— begin Stored rows —

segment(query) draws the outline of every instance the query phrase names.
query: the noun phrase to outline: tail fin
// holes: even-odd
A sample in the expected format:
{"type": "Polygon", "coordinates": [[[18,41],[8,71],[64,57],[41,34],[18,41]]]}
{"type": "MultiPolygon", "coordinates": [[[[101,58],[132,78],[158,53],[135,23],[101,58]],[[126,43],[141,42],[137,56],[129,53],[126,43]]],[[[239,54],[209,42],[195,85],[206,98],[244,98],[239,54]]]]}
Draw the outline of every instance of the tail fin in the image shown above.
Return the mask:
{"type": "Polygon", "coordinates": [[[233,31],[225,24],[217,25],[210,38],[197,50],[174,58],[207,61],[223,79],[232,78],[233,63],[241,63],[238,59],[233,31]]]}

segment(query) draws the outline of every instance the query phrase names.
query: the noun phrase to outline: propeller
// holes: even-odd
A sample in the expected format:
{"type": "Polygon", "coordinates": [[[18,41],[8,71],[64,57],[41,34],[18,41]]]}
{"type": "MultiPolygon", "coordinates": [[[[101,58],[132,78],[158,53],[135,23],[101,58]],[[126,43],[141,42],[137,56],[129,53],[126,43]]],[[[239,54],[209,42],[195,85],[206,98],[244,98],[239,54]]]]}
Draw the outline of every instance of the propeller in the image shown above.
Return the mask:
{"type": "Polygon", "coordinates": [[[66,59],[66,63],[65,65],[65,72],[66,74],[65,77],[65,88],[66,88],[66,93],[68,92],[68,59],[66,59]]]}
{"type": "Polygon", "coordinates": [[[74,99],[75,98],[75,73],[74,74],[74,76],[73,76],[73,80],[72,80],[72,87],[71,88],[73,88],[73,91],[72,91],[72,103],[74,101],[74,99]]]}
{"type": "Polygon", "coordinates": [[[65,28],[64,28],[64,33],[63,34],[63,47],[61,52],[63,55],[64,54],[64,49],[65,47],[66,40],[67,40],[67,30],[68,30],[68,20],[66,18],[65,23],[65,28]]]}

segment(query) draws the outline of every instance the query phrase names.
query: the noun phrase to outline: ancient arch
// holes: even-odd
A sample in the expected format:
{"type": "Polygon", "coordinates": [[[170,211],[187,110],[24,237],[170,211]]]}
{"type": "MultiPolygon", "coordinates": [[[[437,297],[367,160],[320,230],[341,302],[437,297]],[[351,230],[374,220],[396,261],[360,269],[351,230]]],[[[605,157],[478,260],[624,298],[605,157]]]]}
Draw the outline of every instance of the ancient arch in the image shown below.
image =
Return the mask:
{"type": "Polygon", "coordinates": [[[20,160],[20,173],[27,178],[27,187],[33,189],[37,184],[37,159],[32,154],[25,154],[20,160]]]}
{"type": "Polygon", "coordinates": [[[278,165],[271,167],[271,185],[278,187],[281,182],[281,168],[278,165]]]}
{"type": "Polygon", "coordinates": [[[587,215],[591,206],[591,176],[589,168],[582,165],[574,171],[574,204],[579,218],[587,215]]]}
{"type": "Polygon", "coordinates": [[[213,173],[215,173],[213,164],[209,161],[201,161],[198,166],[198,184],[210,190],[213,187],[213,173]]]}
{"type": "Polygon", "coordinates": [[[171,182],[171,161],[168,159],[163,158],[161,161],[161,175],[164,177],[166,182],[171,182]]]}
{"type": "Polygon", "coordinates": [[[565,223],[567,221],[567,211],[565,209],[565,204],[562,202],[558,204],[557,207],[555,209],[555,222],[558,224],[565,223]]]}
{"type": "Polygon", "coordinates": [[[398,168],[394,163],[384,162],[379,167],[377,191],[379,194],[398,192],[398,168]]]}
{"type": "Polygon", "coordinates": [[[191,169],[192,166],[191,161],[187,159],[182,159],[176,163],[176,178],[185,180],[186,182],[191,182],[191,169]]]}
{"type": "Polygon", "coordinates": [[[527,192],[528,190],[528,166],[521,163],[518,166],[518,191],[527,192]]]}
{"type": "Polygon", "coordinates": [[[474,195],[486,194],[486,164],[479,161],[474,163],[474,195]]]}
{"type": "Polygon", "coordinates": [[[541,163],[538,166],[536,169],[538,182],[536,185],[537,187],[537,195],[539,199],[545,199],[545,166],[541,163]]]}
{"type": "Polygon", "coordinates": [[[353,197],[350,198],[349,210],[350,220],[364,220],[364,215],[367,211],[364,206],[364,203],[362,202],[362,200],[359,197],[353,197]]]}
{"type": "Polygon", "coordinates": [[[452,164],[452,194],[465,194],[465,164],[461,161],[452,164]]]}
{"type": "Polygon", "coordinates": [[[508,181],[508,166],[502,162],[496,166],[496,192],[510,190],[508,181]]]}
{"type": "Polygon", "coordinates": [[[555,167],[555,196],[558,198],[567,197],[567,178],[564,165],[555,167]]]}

— end Stored rows —

Task statement: Give the entries once more, exactly as they appear.

Reply:
segment(query) draws the outline of every instance the query phrase names.
query: the noun phrase to outline: tail fin
// holes: even-odd
A sample in the expected format:
{"type": "Polygon", "coordinates": [[[18,41],[8,71],[64,57],[41,34],[18,41]]]}
{"type": "MultiPolygon", "coordinates": [[[[101,58],[132,78],[158,53],[135,23],[101,58]],[[126,43],[141,42],[137,56],[129,53],[126,43]]],[[[239,54],[209,42],[195,85],[206,98],[244,98],[239,54]]]]}
Draw the outline of every instance of the tail fin in the image shown above.
Return the mask:
{"type": "Polygon", "coordinates": [[[233,31],[225,24],[217,25],[210,38],[197,50],[174,58],[207,61],[223,79],[232,78],[233,63],[241,63],[238,59],[233,31]]]}

segment(query) draws the outline of every instance the query phrase names.
query: the noun phrase to outline: propeller
// holes: even-odd
A sample in the expected format:
{"type": "Polygon", "coordinates": [[[18,41],[8,71],[64,57],[41,34],[18,41]]]}
{"type": "MultiPolygon", "coordinates": [[[[101,58],[132,78],[158,53],[135,23],[101,58]],[[126,43],[141,42],[137,56],[129,53],[126,43]]],[[[239,54],[209,42],[195,85],[206,98],[244,98],[239,54]]]]}
Draw the outline of every instance of the propeller in the image shown above.
Return the mask:
{"type": "Polygon", "coordinates": [[[66,59],[66,63],[65,65],[65,72],[66,74],[65,77],[65,88],[66,88],[66,93],[68,92],[68,59],[66,59]]]}
{"type": "Polygon", "coordinates": [[[74,99],[75,98],[75,73],[74,74],[74,76],[73,76],[73,80],[72,80],[72,87],[71,88],[73,88],[73,91],[72,91],[72,103],[74,101],[74,99]]]}
{"type": "Polygon", "coordinates": [[[65,28],[64,28],[64,33],[63,34],[63,47],[61,52],[63,55],[64,54],[64,49],[65,47],[66,40],[67,40],[67,30],[68,30],[68,20],[66,18],[65,23],[65,28]]]}

segment(query) draws the outline of every instance the query phrase names.
query: the noun phrase to outline: ancient arch
// holes: even-odd
A sample in the expected format:
{"type": "Polygon", "coordinates": [[[170,211],[187,110],[24,237],[170,211]]]}
{"type": "MultiPolygon", "coordinates": [[[[437,297],[367,160],[320,230],[341,302],[437,297]],[[351,230],[374,220],[396,261],[360,269],[351,230]]],[[[605,157],[478,260],[624,298],[605,157]]]]}
Draw the outline of every instance of the ancient arch in the image shown below.
image =
Return the mask:
{"type": "Polygon", "coordinates": [[[20,160],[20,173],[27,178],[27,187],[33,189],[37,184],[37,159],[32,154],[25,154],[20,160]]]}
{"type": "Polygon", "coordinates": [[[278,165],[271,167],[271,185],[278,187],[281,182],[281,168],[278,165]]]}
{"type": "Polygon", "coordinates": [[[587,215],[591,206],[591,176],[589,168],[582,165],[574,171],[574,204],[579,218],[587,215]]]}
{"type": "Polygon", "coordinates": [[[213,173],[215,173],[213,164],[209,161],[201,161],[198,166],[198,184],[210,190],[213,187],[213,173]]]}
{"type": "Polygon", "coordinates": [[[171,182],[171,161],[168,159],[163,158],[161,161],[161,175],[164,177],[166,182],[171,182]]]}
{"type": "Polygon", "coordinates": [[[565,223],[567,221],[567,211],[565,209],[565,204],[562,202],[558,204],[557,207],[555,209],[555,222],[558,224],[565,223]]]}
{"type": "Polygon", "coordinates": [[[398,168],[394,163],[384,162],[379,167],[377,191],[379,194],[398,192],[398,168]]]}
{"type": "Polygon", "coordinates": [[[191,169],[192,166],[191,161],[187,159],[182,159],[176,163],[176,178],[185,180],[186,182],[191,182],[191,169]]]}
{"type": "Polygon", "coordinates": [[[527,192],[528,190],[528,166],[521,163],[518,166],[518,191],[527,192]]]}
{"type": "Polygon", "coordinates": [[[474,195],[486,194],[486,164],[479,161],[474,163],[474,195]]]}
{"type": "Polygon", "coordinates": [[[541,163],[538,166],[536,169],[538,182],[536,185],[537,187],[537,195],[539,199],[545,199],[545,166],[541,163]]]}
{"type": "Polygon", "coordinates": [[[353,197],[350,198],[349,210],[350,220],[364,220],[364,215],[367,211],[364,206],[364,203],[362,202],[362,200],[359,197],[353,197]]]}
{"type": "Polygon", "coordinates": [[[452,164],[452,194],[465,194],[465,164],[461,161],[452,164]]]}
{"type": "Polygon", "coordinates": [[[508,181],[508,166],[502,162],[496,166],[496,192],[510,190],[508,181]]]}
{"type": "Polygon", "coordinates": [[[555,167],[555,196],[558,198],[567,197],[567,178],[564,165],[555,167]]]}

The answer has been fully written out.